Assignment: Copy out every line of the data where the word "sunset" is found.
Segment Start: Exercise inputs
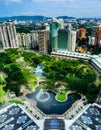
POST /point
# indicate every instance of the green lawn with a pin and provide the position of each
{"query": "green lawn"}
(15, 101)
(62, 96)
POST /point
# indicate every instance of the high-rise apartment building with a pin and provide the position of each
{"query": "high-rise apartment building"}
(71, 40)
(8, 37)
(96, 35)
(54, 27)
(34, 39)
(43, 41)
(62, 39)
(28, 39)
(81, 33)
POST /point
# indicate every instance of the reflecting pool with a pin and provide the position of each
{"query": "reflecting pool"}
(47, 103)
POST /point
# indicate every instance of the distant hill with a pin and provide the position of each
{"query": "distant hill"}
(24, 18)
(65, 17)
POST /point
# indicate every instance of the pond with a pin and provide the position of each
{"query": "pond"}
(46, 101)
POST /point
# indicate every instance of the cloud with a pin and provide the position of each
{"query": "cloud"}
(28, 13)
(54, 0)
(7, 2)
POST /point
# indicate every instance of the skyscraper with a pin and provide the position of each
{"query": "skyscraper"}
(54, 27)
(81, 33)
(8, 37)
(71, 40)
(43, 41)
(62, 39)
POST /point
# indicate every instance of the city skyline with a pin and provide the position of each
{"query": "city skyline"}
(51, 8)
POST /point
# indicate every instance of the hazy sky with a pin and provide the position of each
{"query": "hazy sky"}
(76, 8)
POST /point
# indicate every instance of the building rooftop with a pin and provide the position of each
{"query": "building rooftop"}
(89, 119)
(54, 124)
(14, 117)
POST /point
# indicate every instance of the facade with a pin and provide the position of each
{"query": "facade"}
(96, 34)
(8, 37)
(71, 40)
(43, 41)
(54, 27)
(81, 33)
(91, 41)
(28, 39)
(62, 39)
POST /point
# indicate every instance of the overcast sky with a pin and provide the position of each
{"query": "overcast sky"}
(51, 8)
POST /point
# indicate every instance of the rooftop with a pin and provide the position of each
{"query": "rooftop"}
(89, 119)
(14, 117)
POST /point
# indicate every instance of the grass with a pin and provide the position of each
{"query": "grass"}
(16, 101)
(62, 96)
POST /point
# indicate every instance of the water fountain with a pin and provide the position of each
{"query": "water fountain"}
(42, 96)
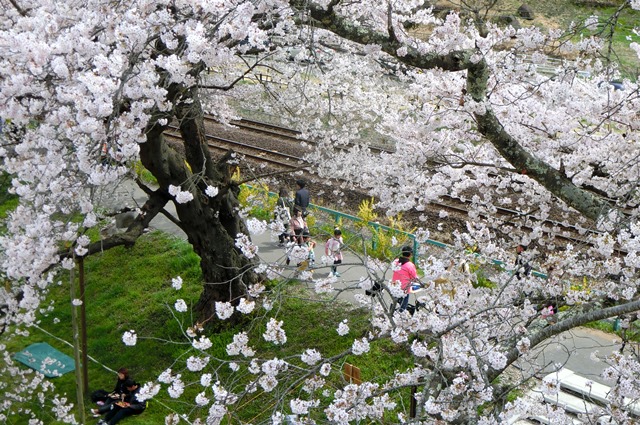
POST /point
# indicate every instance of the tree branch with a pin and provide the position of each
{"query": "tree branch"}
(588, 204)
(564, 325)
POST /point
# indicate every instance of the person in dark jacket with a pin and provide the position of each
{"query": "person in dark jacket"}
(282, 212)
(117, 394)
(128, 407)
(301, 201)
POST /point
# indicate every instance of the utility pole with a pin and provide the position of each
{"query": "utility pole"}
(76, 348)
(83, 329)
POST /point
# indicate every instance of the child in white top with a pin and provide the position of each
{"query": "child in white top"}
(333, 250)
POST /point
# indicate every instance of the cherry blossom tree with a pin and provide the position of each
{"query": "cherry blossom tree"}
(466, 111)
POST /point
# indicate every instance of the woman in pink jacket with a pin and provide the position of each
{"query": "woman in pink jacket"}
(404, 271)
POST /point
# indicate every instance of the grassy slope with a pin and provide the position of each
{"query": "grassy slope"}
(560, 13)
(131, 289)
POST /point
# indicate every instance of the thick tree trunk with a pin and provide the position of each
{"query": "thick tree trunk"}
(211, 224)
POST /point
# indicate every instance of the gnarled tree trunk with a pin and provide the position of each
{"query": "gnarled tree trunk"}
(211, 223)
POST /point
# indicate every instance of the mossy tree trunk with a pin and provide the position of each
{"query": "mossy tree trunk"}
(210, 223)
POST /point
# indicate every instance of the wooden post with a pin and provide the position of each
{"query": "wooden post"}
(76, 349)
(83, 329)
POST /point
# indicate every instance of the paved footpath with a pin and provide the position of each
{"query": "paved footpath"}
(571, 349)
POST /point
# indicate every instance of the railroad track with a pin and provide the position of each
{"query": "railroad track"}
(287, 161)
(222, 145)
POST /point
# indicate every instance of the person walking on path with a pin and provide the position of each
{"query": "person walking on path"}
(297, 224)
(301, 201)
(405, 272)
(282, 212)
(310, 244)
(333, 250)
(128, 407)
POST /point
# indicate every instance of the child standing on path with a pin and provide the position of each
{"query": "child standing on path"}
(333, 250)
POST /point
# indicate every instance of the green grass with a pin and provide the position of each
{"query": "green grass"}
(130, 288)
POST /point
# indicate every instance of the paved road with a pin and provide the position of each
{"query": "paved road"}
(572, 349)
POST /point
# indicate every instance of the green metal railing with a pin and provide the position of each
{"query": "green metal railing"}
(338, 215)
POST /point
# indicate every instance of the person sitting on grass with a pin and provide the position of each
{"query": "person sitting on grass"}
(118, 392)
(128, 407)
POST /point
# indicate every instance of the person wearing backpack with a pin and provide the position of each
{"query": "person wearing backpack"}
(282, 213)
(333, 250)
(301, 201)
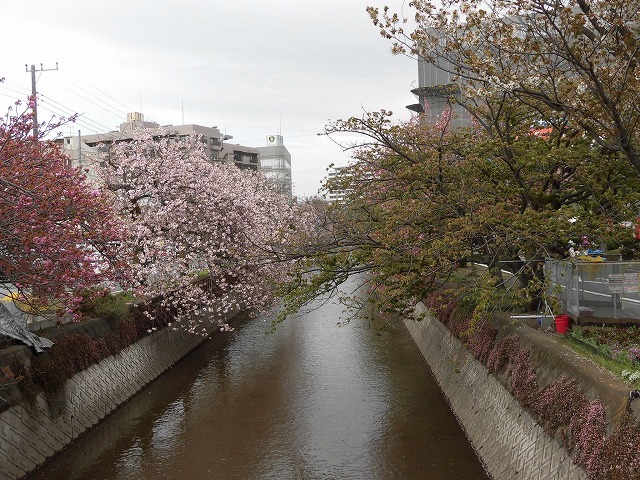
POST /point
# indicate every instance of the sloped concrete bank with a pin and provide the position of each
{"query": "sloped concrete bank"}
(508, 440)
(31, 434)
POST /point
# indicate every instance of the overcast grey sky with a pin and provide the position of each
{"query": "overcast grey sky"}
(250, 67)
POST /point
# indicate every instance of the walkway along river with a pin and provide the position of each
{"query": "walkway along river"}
(311, 401)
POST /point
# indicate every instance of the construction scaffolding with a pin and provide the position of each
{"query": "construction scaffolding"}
(601, 287)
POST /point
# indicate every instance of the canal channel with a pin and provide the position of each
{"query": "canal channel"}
(311, 401)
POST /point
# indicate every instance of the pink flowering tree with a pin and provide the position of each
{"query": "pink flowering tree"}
(206, 237)
(58, 235)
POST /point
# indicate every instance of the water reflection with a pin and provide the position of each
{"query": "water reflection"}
(312, 401)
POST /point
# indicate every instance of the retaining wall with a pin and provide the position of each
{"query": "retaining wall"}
(31, 434)
(506, 437)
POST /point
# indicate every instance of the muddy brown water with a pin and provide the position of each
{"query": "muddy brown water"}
(311, 401)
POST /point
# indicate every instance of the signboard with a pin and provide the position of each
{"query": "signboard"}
(616, 283)
(623, 282)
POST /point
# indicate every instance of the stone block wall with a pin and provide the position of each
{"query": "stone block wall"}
(508, 440)
(30, 434)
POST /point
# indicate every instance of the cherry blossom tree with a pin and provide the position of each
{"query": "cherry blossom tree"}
(574, 61)
(58, 235)
(206, 237)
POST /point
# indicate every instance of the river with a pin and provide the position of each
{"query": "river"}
(311, 401)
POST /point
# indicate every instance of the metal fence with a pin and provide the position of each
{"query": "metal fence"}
(599, 289)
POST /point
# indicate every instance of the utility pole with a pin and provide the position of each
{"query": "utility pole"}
(33, 93)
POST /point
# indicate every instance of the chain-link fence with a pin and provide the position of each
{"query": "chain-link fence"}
(598, 287)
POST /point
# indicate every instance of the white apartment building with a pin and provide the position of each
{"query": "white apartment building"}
(85, 151)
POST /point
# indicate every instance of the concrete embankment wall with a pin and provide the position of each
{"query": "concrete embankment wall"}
(31, 434)
(506, 437)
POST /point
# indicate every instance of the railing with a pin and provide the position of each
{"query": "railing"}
(597, 289)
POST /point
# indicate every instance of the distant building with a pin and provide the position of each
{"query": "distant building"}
(89, 148)
(334, 194)
(275, 164)
(438, 92)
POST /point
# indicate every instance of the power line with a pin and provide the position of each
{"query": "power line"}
(34, 91)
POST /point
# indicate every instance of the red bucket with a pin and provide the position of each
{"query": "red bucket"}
(562, 323)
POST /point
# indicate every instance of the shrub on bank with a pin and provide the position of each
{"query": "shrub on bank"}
(560, 408)
(75, 352)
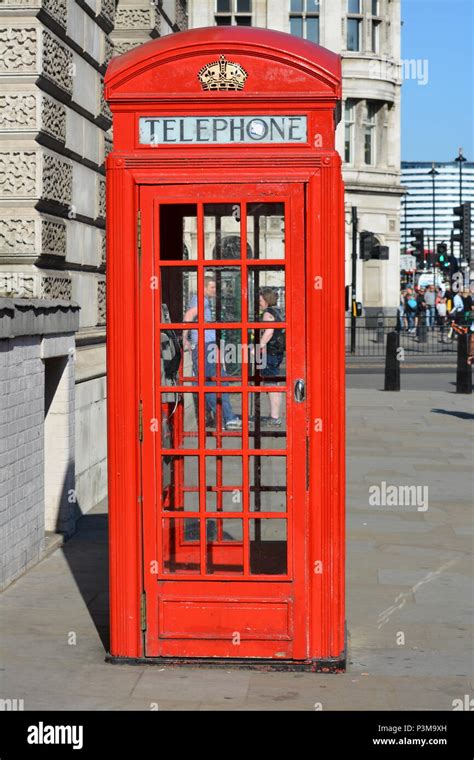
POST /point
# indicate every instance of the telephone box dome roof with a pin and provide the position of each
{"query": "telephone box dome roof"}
(281, 63)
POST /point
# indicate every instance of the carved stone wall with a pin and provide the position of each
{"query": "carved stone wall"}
(18, 174)
(101, 310)
(17, 111)
(57, 180)
(17, 236)
(18, 49)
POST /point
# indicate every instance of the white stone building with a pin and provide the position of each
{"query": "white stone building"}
(417, 205)
(367, 35)
(54, 136)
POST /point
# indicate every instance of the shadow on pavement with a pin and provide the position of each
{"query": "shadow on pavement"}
(454, 413)
(86, 553)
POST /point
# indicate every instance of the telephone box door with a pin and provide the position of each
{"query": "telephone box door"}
(223, 420)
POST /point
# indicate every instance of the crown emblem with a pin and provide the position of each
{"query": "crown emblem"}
(222, 75)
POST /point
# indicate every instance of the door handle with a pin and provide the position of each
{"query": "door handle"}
(300, 391)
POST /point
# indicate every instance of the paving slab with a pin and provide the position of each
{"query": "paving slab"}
(408, 572)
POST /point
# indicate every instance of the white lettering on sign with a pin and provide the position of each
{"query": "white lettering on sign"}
(173, 130)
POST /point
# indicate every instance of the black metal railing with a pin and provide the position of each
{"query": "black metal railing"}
(418, 338)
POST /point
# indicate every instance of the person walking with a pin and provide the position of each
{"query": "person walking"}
(190, 343)
(272, 341)
(430, 300)
(411, 307)
(441, 312)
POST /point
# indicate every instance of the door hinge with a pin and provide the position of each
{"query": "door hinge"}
(307, 463)
(140, 420)
(143, 611)
(139, 236)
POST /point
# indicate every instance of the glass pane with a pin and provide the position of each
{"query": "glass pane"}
(312, 29)
(223, 295)
(266, 230)
(176, 359)
(178, 232)
(268, 547)
(222, 231)
(180, 476)
(353, 34)
(224, 413)
(179, 421)
(178, 288)
(266, 296)
(347, 144)
(266, 368)
(375, 37)
(223, 471)
(181, 546)
(368, 145)
(224, 551)
(267, 476)
(296, 26)
(267, 421)
(223, 356)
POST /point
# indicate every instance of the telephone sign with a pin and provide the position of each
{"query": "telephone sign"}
(225, 360)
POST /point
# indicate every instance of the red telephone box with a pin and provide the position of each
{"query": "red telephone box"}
(225, 314)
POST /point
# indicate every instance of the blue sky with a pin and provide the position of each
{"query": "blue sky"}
(438, 117)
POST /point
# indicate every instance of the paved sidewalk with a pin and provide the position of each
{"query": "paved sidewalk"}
(409, 591)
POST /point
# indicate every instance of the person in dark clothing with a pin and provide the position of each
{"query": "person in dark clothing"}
(272, 340)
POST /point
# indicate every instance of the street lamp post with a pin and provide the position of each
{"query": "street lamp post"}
(433, 174)
(405, 201)
(460, 158)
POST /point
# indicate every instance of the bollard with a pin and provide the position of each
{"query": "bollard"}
(380, 330)
(464, 370)
(421, 331)
(392, 362)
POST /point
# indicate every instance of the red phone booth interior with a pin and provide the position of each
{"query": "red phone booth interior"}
(225, 317)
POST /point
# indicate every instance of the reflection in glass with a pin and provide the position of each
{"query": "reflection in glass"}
(222, 230)
(179, 421)
(178, 284)
(224, 551)
(266, 294)
(266, 230)
(267, 476)
(181, 546)
(268, 547)
(264, 430)
(224, 296)
(224, 471)
(178, 232)
(180, 475)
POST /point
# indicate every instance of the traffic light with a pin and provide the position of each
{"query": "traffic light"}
(442, 258)
(418, 243)
(463, 224)
(367, 242)
(370, 247)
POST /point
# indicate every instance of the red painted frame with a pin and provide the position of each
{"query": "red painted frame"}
(308, 83)
(288, 590)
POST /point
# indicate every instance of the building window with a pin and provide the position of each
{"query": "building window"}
(375, 24)
(354, 25)
(304, 19)
(233, 12)
(349, 126)
(370, 123)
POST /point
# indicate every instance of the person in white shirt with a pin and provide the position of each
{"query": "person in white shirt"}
(457, 312)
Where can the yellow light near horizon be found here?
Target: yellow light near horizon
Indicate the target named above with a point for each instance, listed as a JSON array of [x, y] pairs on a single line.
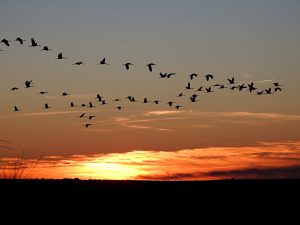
[[112, 171]]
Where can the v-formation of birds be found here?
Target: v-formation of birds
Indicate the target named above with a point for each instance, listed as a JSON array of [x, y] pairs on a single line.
[[230, 84]]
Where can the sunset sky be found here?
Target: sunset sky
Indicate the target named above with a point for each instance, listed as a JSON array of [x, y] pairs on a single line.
[[223, 135]]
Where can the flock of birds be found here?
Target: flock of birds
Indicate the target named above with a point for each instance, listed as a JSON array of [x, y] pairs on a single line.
[[230, 84]]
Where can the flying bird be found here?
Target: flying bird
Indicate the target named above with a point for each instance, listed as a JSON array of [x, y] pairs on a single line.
[[231, 81], [188, 87], [268, 91], [78, 63], [178, 106], [276, 84], [20, 40], [103, 62], [209, 76], [28, 83], [6, 42], [34, 43], [14, 89], [170, 74], [46, 106], [45, 48], [59, 56], [127, 65], [91, 105], [260, 92], [208, 90], [193, 75], [150, 65], [200, 88], [16, 109], [170, 103], [145, 100]]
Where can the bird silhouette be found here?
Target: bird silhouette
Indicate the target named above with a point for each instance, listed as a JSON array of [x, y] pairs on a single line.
[[170, 103], [145, 100], [28, 83], [241, 87], [127, 65], [208, 90], [178, 106], [20, 40], [260, 92], [188, 87], [16, 109], [6, 42], [104, 102], [78, 63], [46, 106], [34, 43], [59, 56], [251, 87], [45, 48], [200, 88], [193, 98], [193, 75], [150, 65], [14, 89], [209, 76], [99, 97], [170, 74], [103, 62], [91, 105], [268, 91], [163, 75], [231, 81], [276, 84]]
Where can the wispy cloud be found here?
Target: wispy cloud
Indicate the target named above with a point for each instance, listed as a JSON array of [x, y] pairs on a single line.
Segment End: Exercise inputs
Reply:
Where can the sunset sky be found here?
Target: sunset sky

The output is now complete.